The data:
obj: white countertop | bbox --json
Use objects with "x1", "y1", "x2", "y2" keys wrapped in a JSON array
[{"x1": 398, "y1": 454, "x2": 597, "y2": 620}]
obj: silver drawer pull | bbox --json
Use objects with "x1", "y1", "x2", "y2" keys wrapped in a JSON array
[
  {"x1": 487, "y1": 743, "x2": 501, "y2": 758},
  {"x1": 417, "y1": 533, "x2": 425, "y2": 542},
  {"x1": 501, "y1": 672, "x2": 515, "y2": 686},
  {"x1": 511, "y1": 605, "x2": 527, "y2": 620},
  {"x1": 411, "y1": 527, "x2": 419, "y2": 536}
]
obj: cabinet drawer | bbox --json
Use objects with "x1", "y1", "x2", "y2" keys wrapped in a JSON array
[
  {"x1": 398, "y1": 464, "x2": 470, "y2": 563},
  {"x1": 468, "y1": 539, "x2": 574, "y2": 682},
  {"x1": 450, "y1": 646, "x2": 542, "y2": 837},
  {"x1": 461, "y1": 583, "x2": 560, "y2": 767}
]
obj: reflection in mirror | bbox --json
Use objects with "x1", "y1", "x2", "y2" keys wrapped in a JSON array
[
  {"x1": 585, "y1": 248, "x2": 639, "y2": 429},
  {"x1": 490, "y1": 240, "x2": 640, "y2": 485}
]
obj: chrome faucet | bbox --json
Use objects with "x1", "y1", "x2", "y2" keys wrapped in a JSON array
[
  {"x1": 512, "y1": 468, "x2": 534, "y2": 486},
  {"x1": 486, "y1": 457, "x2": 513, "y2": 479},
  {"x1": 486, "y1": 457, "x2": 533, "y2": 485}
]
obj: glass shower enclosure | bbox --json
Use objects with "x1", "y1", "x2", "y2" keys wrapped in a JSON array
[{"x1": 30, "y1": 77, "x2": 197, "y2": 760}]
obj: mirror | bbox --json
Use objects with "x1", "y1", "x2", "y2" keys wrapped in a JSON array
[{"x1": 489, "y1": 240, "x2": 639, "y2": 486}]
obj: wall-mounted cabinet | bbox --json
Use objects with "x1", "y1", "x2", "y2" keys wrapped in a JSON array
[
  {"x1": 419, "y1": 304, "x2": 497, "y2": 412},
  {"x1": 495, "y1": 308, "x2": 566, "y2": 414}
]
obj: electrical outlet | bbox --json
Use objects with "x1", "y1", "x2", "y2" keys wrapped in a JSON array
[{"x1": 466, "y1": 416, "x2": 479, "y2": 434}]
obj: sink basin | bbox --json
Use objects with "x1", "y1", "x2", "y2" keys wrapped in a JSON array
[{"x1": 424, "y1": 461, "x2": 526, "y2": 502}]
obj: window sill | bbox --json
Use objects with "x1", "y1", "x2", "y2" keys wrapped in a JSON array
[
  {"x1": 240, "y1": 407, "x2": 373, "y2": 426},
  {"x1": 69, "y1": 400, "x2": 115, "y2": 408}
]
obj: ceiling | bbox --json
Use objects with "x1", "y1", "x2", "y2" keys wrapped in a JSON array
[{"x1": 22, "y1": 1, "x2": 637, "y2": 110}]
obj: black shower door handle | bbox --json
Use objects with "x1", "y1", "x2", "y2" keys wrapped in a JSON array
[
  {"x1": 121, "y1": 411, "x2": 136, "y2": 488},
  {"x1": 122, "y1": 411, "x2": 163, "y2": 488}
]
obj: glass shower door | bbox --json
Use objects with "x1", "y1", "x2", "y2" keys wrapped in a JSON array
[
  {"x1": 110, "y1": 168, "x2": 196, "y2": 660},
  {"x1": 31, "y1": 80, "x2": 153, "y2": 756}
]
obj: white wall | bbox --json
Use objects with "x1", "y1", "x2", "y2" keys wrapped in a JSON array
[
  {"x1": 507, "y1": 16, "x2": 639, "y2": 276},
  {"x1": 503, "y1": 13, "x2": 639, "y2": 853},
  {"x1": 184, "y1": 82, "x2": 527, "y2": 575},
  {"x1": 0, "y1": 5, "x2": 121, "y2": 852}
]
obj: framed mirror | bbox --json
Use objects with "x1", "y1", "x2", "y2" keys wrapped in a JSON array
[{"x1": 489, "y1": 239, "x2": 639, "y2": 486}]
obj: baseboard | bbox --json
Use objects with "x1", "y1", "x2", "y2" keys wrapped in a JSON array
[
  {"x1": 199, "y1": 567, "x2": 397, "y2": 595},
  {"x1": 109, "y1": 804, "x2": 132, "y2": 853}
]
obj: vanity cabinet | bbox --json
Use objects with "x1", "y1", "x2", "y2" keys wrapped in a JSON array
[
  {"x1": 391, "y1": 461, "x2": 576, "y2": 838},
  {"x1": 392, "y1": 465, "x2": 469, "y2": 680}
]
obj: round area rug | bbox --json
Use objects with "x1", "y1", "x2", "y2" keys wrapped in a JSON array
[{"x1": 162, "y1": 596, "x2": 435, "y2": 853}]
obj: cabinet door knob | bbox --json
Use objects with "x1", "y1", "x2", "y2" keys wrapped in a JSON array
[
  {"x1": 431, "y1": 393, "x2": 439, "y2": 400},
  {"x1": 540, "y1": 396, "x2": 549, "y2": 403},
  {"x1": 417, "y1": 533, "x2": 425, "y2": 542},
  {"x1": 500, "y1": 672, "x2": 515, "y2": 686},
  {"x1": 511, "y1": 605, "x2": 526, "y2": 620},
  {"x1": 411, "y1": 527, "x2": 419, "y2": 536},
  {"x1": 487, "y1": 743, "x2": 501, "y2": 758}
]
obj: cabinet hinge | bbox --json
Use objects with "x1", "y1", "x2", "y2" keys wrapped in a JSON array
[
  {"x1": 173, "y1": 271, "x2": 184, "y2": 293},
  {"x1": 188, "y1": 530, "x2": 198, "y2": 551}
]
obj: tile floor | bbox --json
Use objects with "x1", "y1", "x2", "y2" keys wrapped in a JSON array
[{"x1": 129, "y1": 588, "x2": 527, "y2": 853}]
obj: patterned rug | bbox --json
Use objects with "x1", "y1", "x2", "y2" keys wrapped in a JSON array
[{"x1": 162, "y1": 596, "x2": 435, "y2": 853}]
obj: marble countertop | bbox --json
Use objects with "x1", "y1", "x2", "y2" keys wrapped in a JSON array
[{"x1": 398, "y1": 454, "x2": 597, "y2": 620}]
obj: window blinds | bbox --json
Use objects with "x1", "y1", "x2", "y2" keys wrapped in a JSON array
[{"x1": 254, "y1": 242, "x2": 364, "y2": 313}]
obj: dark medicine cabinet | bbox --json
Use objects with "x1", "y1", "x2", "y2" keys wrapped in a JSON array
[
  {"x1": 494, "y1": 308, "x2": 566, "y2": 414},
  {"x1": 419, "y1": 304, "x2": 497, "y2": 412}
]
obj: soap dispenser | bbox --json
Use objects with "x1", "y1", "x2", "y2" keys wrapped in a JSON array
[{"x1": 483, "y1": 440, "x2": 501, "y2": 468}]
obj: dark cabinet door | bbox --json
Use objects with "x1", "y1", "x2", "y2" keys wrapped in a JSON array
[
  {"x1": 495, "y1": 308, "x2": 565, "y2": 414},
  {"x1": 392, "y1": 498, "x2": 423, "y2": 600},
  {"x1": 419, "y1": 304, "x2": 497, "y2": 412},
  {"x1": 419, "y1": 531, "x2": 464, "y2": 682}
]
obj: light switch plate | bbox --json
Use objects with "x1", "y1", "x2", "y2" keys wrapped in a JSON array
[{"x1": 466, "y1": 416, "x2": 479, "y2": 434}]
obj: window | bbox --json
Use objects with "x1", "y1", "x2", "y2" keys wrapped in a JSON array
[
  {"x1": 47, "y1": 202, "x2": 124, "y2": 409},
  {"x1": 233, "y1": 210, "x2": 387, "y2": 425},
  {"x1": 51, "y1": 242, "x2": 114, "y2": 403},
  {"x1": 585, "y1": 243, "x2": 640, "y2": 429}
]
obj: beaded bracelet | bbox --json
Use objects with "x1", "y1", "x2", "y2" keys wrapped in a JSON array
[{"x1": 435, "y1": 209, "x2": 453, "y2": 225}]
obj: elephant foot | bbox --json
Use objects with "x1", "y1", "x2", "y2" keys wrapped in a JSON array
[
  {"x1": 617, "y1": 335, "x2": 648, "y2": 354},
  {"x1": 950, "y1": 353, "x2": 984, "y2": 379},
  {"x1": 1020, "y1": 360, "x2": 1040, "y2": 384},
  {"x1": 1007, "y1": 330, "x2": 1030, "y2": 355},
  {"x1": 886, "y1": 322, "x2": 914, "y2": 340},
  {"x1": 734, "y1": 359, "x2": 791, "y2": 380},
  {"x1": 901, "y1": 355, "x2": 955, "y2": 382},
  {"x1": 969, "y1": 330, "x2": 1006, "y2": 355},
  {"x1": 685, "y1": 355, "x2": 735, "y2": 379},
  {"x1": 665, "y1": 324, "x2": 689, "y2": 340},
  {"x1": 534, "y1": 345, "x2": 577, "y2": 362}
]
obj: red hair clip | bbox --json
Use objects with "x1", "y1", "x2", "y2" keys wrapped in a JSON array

Instructions for the task: Lines with the word "window" in them: report all of these from the listing above.

Task solution:
obj: window sill | bbox --json
obj: window blinds | bbox --json
obj: window | bbox --json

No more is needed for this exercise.